Set tasks:
A: Rewrite the Random Effects page from "The critical assumption" to "between the two.", putting "Durbin-Wu-Hausman test" in place of "Hausman test".
B: According to the Random Effects page, what does the RE estimator reduce to when theta equals 0?

Page:
========================================================================

Skip to content

Random Effects (GLS Estimator)

Quick Reference

Class: panelbox.models.static.random_effects.RandomEffects Import: from panelbox import RandomEffects Stata equivalent: xtreg y x1 x2, re R equivalent: plm(y ~ x1 + x2, data, model = "random")

Overview

The Random Effects (RE) estimator uses Generalized Least Squares (GLS) to efficiently estimate panel models by exploiting the variance component structure. The model is:

\[y_{it} = X_{it} \beta + u_i + \varepsilon_{it}\]

where \(u_i \sim \text{i.i.d.}(0, \sigma^2_u)\) is the entity-specific random effect and \(\varepsilon_{it} \sim \text{i.i.d.}(0, \sigma^2_\varepsilon)\) is the idiosyncratic error. The GLS transformation applies a partial demeaning (quasi-demeaning):

\[y^*_{it} = y_{it} - \theta \bar{y}_i, \quad X^*_{it} = X_{it} - \theta \bar{X}_i\]

where \(\theta = 1 - \sqrt{\sigma^2_\varepsilon / (\sigma^2_\varepsilon + T \sigma^2_u)}\) depends on the estimated variance components. When \(\theta = 0\), RE reduces to Pooled OLS; when \(\theta = 1\), it becomes equivalent to Fixed Effects.

The critical assumption is that entity effects \(u_i\) are uncorrelated with the regressors: \(E[u_i | X_{it}] = 0\). If this assumption holds, RE is more efficient than FE (smaller standard errors). If it fails, RE is biased and inconsistent -- use Fixed Effects instead. The Hausman test helps decide between the two.

Quick Example

from panelbox import RandomEffects
from panelbox.datasets import load_grunfeld

data = load_grunfeld()
model = RandomEffects("invest ~ value + capital", data, "firm", "year")
results = model.fit()
print(results.summary())

# Examine variance components
print(f"Entity variance (sigma2_u): {model.sigma2_u:.4f}")
print(f"Idiosyncratic variance (sigma2_e): {model.sigma2_e:.4f}")
print(f"Theta: {model.theta:.4f}")

When to Use

  • Entity-specific effects are uncorrelated with regressors: \(E[u_i | X_{it}] = 0\)
  • You need to estimate time-invariant variables (e.g., gender, country, industry)

========================================================================

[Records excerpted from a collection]
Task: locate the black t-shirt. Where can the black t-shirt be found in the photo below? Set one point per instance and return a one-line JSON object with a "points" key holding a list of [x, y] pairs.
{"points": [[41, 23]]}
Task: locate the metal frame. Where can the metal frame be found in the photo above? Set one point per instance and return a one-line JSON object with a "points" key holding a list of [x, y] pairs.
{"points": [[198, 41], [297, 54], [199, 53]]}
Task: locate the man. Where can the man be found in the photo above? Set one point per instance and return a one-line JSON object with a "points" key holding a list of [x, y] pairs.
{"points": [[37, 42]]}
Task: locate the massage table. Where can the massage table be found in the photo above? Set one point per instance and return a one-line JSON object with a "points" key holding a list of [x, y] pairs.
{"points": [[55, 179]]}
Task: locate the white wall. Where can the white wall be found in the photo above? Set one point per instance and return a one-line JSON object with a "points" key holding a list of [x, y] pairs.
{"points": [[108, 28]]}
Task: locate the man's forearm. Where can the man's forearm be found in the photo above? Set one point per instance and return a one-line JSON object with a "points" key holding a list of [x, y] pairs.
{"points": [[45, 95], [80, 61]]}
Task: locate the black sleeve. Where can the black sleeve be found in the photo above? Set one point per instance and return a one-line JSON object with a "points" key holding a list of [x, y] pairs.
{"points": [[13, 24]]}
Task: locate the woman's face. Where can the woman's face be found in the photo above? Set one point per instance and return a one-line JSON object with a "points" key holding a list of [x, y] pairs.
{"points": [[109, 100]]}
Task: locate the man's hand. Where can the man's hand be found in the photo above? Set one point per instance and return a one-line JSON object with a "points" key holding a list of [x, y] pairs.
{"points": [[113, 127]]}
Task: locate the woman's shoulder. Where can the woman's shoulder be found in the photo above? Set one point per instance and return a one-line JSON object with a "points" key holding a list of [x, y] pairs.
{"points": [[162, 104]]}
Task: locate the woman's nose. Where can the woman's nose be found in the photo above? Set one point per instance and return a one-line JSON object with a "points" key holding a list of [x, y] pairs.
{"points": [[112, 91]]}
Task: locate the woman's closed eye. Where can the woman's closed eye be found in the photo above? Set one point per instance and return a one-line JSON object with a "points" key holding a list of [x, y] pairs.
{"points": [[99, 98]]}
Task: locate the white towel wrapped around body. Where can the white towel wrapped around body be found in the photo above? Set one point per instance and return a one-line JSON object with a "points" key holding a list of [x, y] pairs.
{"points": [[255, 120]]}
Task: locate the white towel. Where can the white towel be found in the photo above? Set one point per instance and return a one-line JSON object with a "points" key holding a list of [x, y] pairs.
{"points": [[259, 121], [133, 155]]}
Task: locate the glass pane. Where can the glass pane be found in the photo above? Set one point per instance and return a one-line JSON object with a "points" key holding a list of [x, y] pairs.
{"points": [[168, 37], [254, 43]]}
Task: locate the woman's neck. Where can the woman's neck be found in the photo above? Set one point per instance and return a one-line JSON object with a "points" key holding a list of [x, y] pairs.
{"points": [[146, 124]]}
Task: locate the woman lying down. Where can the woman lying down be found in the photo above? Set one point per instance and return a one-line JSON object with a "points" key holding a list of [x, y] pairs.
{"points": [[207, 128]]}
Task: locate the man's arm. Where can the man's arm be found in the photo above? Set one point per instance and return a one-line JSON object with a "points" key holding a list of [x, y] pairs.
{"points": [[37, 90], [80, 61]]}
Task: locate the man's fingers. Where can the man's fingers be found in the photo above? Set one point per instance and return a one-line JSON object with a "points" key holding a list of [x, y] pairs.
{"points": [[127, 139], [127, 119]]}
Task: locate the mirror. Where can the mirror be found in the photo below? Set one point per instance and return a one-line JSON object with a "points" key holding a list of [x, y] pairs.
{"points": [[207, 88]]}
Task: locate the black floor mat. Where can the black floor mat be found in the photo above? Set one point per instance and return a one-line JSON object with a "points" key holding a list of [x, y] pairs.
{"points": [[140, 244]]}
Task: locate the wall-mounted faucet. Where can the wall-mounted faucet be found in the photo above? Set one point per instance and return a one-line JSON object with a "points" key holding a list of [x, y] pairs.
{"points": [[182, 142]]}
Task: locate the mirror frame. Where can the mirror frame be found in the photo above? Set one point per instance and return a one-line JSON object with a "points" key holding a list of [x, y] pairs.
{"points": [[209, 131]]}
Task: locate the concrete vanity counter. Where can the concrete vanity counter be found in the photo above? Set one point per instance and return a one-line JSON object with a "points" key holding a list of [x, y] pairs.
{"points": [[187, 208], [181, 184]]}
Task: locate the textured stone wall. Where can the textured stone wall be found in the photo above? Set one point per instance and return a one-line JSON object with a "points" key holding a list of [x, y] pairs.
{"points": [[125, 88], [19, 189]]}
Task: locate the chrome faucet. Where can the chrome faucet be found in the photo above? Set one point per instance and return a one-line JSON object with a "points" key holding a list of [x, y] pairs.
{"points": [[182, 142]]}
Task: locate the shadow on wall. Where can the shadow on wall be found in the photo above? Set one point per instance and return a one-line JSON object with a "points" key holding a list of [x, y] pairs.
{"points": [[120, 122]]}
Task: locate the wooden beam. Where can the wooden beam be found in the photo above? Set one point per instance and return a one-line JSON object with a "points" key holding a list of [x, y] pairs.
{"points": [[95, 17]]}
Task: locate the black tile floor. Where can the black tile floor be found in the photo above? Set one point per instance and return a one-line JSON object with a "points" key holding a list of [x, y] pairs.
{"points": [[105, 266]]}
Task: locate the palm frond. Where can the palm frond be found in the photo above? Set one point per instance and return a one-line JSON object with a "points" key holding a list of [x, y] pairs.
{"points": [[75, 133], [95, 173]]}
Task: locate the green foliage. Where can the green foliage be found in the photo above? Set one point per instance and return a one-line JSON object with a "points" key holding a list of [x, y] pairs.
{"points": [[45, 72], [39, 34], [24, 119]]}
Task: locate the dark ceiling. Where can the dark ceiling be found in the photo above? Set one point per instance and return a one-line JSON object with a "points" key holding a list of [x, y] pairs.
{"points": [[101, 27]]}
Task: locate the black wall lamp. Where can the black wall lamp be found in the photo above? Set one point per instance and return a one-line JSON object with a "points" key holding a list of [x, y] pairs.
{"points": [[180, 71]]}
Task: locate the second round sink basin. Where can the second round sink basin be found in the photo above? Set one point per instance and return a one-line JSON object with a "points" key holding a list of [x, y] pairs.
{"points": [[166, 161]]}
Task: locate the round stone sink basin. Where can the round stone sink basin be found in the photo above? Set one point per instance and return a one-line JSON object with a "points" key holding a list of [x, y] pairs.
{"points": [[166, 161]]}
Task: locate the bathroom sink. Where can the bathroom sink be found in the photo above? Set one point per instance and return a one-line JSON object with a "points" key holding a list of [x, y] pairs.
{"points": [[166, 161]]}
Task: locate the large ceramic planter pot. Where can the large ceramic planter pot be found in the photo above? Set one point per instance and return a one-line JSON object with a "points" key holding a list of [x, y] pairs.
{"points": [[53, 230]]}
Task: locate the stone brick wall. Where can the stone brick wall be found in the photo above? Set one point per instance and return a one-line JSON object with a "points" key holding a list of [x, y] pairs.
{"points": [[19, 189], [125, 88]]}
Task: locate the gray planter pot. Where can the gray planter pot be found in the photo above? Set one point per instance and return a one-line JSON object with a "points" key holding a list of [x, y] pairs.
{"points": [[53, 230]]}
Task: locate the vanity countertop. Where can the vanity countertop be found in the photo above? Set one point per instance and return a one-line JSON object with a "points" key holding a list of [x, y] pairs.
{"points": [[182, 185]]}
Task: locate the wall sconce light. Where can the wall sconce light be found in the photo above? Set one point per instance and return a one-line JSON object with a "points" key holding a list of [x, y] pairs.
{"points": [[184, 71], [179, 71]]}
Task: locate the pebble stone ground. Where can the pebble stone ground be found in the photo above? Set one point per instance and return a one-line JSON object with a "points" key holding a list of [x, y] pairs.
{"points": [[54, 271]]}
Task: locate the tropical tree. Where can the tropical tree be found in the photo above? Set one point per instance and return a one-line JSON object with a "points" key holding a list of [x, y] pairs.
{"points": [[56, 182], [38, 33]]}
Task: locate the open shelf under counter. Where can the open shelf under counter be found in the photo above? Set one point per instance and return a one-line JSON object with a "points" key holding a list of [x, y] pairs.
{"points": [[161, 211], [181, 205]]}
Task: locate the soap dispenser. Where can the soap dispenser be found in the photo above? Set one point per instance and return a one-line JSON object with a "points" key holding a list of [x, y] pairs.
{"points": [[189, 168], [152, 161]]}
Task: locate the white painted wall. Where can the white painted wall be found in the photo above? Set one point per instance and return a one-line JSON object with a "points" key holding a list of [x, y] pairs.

========================================================================

Full answers:
A:
The critical assumption is that entity effects \(u_i\) are uncorrelated with the regressors: \(E[u_i | X_{it}] = 0\). If this assumption holds, RE is more efficient than FE (smaller standard errors). If it fails, RE is biased and inconsistent -- use Fixed Effects instead. The Durbin-Wu-Hausman test helps decide between the two.

B: Pooled OLS.